* Start Document text *

From 49ad2fd76c97133fb396edc24ded7fe26093a578 Mon Sep 17 00:00:00 2001
From: Masami Hiramatsu <mhiramat@redhat.com>
Date: Tue, 6 Jan 2009 14:41:53 -0800
Subject: kprobes: remove called_from argument

Remove called_from argument from kprobes which had been used for
preventing self-refering of kernel module.  However, since we don't keep
module's refcount after registering kprobe any more, there is no reason to
check that.

This patch also simplifies registering/unregistering functions because we
don't need to use __builtin_return_address(0) which was passed to
called_from.

[ananth@in.ibm.com: build fix]
Signed-off-by: Masami Hiramatsu <mhiramat@redhat.com>
Acked-by: Ananth N Mavinakayanahalli <ananth@in.ibm.com>
Cc: Anil S Keshavamurthy <anil.s.keshavamurthy@intel.com>
Signed-off-by: Ananth N Mavinakayanahalli <ananth@in.ibm.com>
Signed-off-by: Andrew Morton <akpm@linux-foundation.org>
Signed-off-by: Linus Torvalds <torvalds@linux-foundation.org>
---
 kernel/kprobes.c | 72 +++++++++++---------------------------------------------
 1 file changed, 14 insertions(+), 58 deletions(-)

(limited to 'kernel')

diff --git a/kernel/kprobes.c b/kernel/kprobes.c
index cb732a9..ddefb9f 100644
--- a/kernel/kprobes.c
+++ b/kernel/kprobes.c
@@ -644,8 +644,7 @@ static kprobe_opcode_t __kprobes *kprobe_addr(struct kprobe *p)
 	return (kprobe_opcode_t *)(((char *)addr) + p->offset);
 }
 
-static int __kprobes __register_kprobe(struct kprobe *p,
-	unsigned long called_from)
+int __kprobes register_kprobe(struct kprobe *p)
 {
 	int ret = 0;
 	struct kprobe *old_p;
@@ -670,19 +669,14 @@ static int __kprobes __register_kprobe(struct kprobe *p,
 	 */
 	probed_mod = __module_text_address((unsigned long) p->addr);
 	if (probed_mod) {
-		struct module *calling_mod;
-		calling_mod = __module_text_address(called_from);
 		/*
 		 * We must hold a refcount of the probed module while updating
 		 * its code to prohibit unexpected unloading.
 		 */
-		if (calling_mod != probed_mod) {
-			if (unlikely(!try_module_get(probed_mod))) {
-				preempt_enable();
-				return -EINVAL;
-			}
-		} else
-			probed_mod = NULL;
+		if (unlikely(!try_module_get(probed_mod))) {
+			preempt_enable();
+			return -EINVAL;
+		}
 	}
 	preempt_enable();
 
@@ -776,15 +770,14 @@ static void __kprobes __unregister_kprobe_bottom(struct kprobe *p)
 	}
 }
 
-static int __kprobes __register_kprobes(struct kprobe **kps, int num,
-	unsigned long called_from)

* End Document text *
* Start Stored rows *

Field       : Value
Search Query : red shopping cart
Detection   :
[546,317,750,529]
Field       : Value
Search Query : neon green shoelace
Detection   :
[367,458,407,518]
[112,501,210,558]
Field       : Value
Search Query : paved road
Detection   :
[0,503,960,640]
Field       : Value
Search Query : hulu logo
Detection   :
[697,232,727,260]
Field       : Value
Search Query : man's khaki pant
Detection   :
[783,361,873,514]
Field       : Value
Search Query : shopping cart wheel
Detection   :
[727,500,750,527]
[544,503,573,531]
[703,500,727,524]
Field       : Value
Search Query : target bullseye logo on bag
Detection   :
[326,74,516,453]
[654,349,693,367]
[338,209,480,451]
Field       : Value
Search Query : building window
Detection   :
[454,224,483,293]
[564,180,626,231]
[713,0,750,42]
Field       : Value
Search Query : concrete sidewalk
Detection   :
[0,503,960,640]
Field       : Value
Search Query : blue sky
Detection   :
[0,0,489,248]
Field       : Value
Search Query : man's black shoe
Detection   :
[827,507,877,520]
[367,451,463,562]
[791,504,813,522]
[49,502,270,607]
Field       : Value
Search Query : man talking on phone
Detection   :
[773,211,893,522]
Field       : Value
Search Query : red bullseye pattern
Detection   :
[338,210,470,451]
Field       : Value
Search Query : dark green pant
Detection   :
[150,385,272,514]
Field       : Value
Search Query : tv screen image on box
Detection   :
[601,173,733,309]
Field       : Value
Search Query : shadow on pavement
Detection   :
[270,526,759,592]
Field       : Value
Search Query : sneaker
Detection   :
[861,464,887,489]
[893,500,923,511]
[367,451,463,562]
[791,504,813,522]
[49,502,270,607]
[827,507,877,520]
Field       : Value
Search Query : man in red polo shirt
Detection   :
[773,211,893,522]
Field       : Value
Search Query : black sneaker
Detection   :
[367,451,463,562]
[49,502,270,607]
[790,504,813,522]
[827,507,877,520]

* End Stored rows *

● Required task A
Using the kprobes patch, say whether each statement agrees with it, answering yes or no and quoting the words that decide it: (i) the patch removes the called_from argument from kprobes; (ii) the patch adds more lines than it deletes; (iii) the module's refcount is still kept after a kprobe is registered.
● Required task B
Answer these from the kprobes patch:
(i) What date and time is given for the patch?
(ii) Which file does the patch change?
(iii) What value is returned when try_module_get fails on the probed module?
● Required task C
Reproduce the part of the kprobes patch starting with "diff --git a/kernel/kprobes.c" and going on through "kprobe_opcode_t __kprobes *kprobe_addr(struct kprobe *p)".
Answer from the kprobes patch alone, not from the data.

● Expected output A
(i) Yes: "Remove called_from argument from kprobes"
(ii) No: "14 insertions(+), 58 deletions(-)"
(iii) No: "we don't keep module's refcount after registering kprobe any more"

● Expected output B
(i) Tue, 6 Jan 2009 14:41:53 -0800
(ii) kernel/kprobes.c
(iii) -EINVAL

● Expected output C
diff --git a/kernel/kprobes.c b/kernel/kprobes.c
index cb732a9..ddefb9f 100644
--- a/kernel/kprobes.c
+++ b/kernel/kprobes.c
@@ -644,8 +644,7 @@ static kprobe_opcode_t __kprobes *kprobe_addr(struct kprobe *p)